Segmentation labeling items:
□ □ □

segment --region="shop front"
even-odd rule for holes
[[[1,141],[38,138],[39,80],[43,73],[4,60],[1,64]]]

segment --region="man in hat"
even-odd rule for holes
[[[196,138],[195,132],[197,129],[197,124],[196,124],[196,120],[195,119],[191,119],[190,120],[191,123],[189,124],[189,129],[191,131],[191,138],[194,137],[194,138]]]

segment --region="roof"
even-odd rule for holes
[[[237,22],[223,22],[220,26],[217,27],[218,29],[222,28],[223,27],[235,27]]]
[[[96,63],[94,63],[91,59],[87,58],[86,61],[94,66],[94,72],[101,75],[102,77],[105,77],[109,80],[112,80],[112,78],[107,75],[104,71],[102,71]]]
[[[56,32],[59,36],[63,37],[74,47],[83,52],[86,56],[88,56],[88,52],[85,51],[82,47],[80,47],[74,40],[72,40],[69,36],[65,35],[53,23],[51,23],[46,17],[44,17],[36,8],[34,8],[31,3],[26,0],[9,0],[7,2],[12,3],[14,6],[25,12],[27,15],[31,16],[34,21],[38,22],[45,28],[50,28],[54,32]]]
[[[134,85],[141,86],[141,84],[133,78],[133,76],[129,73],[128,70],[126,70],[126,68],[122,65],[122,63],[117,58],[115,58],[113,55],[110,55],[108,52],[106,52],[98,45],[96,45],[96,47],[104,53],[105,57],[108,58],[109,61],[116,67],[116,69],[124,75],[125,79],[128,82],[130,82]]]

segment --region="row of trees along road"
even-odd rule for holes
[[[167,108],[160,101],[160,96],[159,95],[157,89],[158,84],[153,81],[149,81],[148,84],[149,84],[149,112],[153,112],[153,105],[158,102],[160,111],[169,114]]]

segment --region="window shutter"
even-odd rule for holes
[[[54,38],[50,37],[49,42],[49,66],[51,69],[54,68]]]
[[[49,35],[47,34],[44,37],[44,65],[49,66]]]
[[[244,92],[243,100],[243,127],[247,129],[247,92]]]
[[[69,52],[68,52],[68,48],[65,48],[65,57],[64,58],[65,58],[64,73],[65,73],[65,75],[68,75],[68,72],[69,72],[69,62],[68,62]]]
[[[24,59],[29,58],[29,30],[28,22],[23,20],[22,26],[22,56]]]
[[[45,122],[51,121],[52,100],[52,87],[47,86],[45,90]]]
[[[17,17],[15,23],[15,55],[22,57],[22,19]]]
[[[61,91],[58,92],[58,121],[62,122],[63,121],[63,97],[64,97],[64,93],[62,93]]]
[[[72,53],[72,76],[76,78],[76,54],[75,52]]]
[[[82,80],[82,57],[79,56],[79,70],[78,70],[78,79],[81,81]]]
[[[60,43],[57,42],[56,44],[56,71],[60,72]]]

□ □ □

> Task statement: Write out the entire listing exactly.

> Task output:
segment --region="shop front"
even-odd rule for holes
[[[1,141],[38,138],[39,80],[43,73],[4,60],[1,64]]]

segment --region="man in hat"
even-odd rule for holes
[[[196,138],[195,132],[197,129],[197,124],[196,124],[196,120],[195,119],[191,119],[190,120],[191,123],[189,124],[189,129],[191,131],[191,138],[194,137],[194,138]]]

segment --region="roof"
even-odd rule for holes
[[[237,22],[223,22],[220,26],[217,27],[218,29],[222,28],[223,27],[235,27]]]
[[[96,63],[94,63],[91,59],[87,58],[86,61],[94,66],[94,72],[101,75],[102,77],[105,77],[109,80],[112,80],[112,78],[107,75],[104,71],[102,71]]]
[[[56,32],[59,36],[63,37],[74,47],[83,52],[86,56],[88,56],[88,52],[85,51],[82,47],[80,47],[74,40],[72,40],[69,36],[65,35],[53,23],[51,23],[46,17],[44,17],[36,8],[34,8],[31,3],[26,0],[9,0],[7,2],[12,3],[14,6],[25,12],[27,15],[31,16],[34,21],[38,22],[45,28],[50,28],[54,32]]]
[[[134,85],[141,86],[141,84],[133,78],[133,76],[129,73],[128,70],[126,70],[126,68],[122,65],[122,63],[117,58],[115,58],[113,55],[110,55],[108,52],[106,52],[98,45],[96,45],[96,47],[104,53],[105,57],[108,58],[109,61],[116,67],[116,69],[124,75],[125,79],[128,82],[130,82]]]

segment --region="row of trees along road"
even-odd rule for holes
[[[167,108],[160,101],[160,96],[159,95],[157,89],[158,84],[153,81],[149,81],[148,84],[149,84],[149,112],[153,112],[153,105],[158,102],[160,111],[169,114]]]

segment --region="window shutter"
even-odd rule for holes
[[[54,38],[50,37],[49,42],[49,66],[51,69],[54,68]]]
[[[49,35],[47,34],[44,37],[44,65],[49,66]]]
[[[244,92],[243,100],[243,127],[247,129],[247,92]]]
[[[69,52],[68,52],[68,48],[65,48],[65,57],[64,58],[65,58],[64,73],[65,73],[65,75],[68,75],[68,72],[69,72],[69,62],[68,62]]]
[[[24,59],[29,58],[29,30],[28,22],[23,20],[22,26],[22,56]]]
[[[45,122],[51,121],[52,100],[52,87],[47,86],[45,90]]]
[[[17,17],[15,23],[15,55],[22,57],[22,19]]]
[[[61,91],[58,92],[58,121],[62,122],[63,121],[63,97],[64,97],[64,93],[62,93]]]
[[[72,53],[72,76],[76,78],[76,54],[75,52]]]
[[[82,80],[82,57],[79,56],[79,70],[78,70],[78,79],[81,81]]]
[[[60,43],[57,42],[56,44],[56,71],[60,72]]]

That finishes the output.